(Portion of a data file)
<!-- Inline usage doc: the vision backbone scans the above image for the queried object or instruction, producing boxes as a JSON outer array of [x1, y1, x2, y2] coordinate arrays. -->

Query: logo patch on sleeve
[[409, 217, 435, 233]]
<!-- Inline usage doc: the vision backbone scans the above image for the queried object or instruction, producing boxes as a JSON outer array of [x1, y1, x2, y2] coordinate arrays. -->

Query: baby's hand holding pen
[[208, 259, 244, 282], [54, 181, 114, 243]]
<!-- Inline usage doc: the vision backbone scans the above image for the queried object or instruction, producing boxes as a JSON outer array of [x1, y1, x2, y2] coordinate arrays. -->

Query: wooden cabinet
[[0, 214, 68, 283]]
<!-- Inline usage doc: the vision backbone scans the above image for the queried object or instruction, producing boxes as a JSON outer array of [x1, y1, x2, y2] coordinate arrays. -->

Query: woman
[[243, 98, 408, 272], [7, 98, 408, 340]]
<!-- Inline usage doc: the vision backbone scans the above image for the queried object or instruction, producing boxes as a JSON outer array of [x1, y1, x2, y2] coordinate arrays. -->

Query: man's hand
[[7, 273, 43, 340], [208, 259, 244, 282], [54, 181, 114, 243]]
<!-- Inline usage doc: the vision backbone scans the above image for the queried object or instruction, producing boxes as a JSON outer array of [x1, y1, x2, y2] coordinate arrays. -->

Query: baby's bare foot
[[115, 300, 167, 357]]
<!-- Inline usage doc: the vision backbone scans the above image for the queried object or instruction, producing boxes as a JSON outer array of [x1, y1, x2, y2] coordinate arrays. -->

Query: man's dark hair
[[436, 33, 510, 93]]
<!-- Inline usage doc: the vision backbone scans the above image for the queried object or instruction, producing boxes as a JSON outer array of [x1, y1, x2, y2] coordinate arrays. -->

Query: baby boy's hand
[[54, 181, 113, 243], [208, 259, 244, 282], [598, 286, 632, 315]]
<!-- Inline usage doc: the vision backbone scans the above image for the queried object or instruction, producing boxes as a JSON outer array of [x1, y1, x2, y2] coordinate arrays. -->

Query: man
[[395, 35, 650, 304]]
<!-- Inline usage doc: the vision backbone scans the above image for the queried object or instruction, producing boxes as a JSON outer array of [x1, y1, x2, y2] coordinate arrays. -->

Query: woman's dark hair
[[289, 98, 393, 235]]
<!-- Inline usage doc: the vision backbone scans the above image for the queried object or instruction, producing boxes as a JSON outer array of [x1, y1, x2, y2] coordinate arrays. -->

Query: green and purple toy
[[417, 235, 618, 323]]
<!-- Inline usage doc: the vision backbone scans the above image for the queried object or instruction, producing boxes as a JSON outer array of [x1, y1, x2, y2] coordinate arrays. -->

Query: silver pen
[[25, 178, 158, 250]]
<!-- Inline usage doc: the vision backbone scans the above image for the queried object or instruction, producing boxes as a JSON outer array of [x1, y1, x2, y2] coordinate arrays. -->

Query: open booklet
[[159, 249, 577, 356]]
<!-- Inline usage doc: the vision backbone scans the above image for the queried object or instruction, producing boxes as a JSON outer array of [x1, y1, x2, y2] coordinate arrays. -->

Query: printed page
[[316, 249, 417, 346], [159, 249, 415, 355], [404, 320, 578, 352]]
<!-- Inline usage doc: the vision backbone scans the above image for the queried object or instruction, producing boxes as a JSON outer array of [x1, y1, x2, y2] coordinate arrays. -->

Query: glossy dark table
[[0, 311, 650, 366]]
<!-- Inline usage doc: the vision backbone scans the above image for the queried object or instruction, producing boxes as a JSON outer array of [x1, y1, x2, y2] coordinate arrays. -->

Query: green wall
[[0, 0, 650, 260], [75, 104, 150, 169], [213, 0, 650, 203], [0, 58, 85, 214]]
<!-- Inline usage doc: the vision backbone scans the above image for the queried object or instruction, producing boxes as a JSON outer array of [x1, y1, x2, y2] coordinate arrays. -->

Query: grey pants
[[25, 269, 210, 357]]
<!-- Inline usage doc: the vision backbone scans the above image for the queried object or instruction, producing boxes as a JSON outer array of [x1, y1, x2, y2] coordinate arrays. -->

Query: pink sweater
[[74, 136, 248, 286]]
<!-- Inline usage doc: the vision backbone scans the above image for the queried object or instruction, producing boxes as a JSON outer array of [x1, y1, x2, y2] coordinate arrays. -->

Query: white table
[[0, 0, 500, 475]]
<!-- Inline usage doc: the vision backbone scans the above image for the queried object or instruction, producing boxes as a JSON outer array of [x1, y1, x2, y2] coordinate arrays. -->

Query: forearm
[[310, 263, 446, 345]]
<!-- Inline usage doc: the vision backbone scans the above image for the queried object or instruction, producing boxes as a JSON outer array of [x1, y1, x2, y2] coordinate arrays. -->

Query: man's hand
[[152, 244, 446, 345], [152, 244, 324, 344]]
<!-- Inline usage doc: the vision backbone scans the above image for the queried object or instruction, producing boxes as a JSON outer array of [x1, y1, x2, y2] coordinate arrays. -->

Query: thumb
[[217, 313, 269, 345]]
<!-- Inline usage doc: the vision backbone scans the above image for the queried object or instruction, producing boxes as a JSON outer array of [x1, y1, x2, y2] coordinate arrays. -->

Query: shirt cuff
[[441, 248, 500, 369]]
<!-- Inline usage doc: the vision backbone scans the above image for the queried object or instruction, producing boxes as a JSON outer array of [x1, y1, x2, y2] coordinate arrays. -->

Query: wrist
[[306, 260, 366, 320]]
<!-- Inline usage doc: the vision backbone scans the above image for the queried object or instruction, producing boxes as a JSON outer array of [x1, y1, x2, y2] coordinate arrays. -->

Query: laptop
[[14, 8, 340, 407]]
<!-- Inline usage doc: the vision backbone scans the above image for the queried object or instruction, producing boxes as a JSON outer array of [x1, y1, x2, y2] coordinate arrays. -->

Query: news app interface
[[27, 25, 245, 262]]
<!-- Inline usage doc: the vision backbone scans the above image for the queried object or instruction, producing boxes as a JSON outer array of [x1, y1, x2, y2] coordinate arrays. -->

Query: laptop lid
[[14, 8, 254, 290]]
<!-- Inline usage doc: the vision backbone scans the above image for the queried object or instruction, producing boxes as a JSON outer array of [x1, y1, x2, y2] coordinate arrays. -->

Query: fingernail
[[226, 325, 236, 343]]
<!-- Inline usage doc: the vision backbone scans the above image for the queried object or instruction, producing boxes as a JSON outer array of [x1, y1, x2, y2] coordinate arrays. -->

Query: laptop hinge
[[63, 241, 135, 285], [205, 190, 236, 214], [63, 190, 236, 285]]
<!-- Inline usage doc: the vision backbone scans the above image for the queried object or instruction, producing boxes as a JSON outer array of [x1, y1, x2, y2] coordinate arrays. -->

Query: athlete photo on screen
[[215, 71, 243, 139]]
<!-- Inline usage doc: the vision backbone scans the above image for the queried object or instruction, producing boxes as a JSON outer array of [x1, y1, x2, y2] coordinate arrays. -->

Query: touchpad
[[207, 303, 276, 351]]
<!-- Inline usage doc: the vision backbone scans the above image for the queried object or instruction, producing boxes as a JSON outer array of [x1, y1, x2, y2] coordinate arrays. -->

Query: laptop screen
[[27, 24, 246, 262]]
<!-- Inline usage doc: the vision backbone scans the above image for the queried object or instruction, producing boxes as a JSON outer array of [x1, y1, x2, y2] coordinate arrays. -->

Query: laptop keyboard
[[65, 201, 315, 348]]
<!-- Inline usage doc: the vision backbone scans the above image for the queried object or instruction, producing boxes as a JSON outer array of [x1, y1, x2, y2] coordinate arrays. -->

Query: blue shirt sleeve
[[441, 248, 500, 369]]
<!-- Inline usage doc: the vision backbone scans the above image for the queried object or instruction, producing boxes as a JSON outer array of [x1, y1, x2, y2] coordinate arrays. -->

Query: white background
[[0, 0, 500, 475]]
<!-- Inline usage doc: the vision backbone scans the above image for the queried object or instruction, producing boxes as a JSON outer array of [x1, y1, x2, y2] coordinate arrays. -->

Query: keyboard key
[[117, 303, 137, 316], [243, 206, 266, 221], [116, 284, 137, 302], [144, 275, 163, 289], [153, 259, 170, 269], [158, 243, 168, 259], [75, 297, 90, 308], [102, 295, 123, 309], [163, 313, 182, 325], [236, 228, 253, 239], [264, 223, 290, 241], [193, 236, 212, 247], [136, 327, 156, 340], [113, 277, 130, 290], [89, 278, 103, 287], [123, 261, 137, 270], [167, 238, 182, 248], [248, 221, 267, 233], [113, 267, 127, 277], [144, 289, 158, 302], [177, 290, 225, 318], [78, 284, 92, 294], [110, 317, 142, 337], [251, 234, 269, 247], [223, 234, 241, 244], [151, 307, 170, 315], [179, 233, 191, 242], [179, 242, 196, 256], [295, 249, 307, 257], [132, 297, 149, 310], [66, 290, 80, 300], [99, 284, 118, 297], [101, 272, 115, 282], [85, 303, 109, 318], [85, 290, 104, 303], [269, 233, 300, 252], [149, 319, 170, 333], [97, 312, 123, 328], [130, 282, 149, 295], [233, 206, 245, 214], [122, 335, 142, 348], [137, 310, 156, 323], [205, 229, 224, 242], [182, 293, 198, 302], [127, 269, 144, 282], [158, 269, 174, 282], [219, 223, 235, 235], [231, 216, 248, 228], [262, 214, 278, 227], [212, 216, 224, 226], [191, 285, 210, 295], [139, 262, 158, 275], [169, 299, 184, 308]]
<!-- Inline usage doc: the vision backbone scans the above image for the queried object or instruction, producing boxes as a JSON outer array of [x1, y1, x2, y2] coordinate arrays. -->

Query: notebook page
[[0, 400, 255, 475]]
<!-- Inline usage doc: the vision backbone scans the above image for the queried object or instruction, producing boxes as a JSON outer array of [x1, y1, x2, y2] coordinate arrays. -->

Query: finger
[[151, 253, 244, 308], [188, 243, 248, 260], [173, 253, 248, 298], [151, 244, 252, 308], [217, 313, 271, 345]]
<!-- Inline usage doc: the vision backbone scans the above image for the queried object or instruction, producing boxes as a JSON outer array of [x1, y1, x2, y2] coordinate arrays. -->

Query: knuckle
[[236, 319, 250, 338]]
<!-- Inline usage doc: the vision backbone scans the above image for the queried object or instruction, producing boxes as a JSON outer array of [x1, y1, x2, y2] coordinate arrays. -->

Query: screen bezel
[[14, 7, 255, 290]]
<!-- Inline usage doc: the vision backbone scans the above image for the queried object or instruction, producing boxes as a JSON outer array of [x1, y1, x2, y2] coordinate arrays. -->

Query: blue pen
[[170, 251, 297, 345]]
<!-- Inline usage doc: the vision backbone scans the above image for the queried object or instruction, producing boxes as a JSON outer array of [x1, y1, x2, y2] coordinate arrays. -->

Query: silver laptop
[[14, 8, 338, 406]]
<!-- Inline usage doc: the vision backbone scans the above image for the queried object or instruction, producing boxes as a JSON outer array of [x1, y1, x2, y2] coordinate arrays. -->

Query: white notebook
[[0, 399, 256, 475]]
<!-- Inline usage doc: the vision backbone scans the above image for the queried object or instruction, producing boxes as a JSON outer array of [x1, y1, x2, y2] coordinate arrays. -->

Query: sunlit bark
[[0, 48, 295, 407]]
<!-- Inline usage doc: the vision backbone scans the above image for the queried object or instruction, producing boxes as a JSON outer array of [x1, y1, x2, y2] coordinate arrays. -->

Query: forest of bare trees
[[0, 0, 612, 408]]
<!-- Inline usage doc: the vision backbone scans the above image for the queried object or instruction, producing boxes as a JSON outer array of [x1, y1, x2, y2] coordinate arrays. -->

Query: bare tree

- [Aim of the exercise]:
Which lines of the material contain the word "page"? Copy each one in full.

- [Complete response]:
Query: printed page
Query: notebook page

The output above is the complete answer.